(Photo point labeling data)
——
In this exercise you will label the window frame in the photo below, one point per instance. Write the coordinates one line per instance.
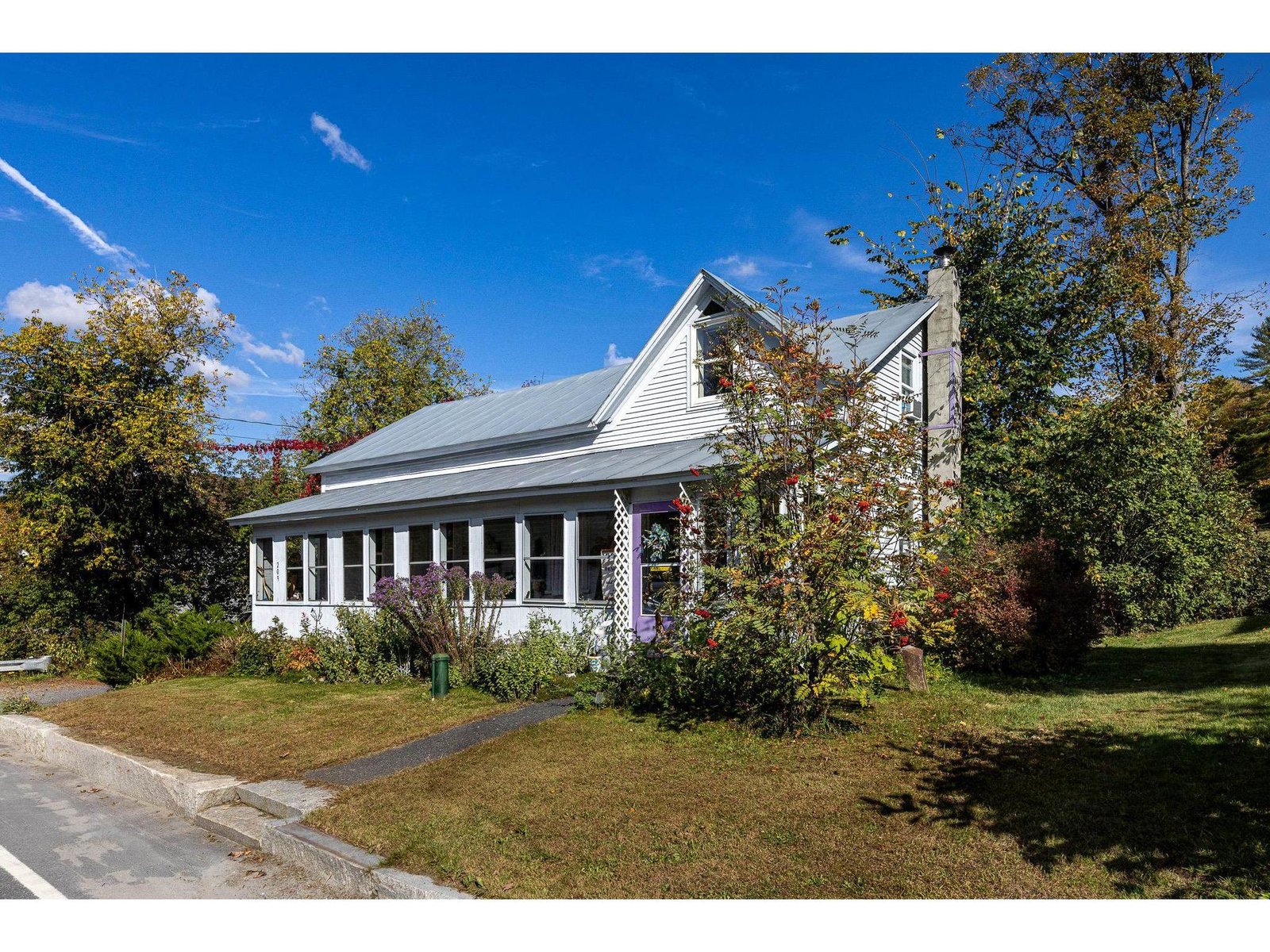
(698, 363)
(317, 543)
(290, 569)
(578, 558)
(360, 566)
(529, 560)
(429, 532)
(264, 573)
(376, 547)
(503, 559)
——
To be done |
Copy out all of the data above line by line, keeping the text wording unchanged, but multiply every point coordinate by 2 and round to whole numbers, with halves rounded up. Leave the pictures out of your answer.

Exercise answer |
In this exercise you will label the window frame in the photo below, one point per instance. Write the coordinates one line per instance.
(1396, 726)
(634, 1086)
(580, 1138)
(1156, 1116)
(720, 1132)
(1058, 1120)
(858, 1064)
(528, 1146)
(752, 1094)
(1006, 1118)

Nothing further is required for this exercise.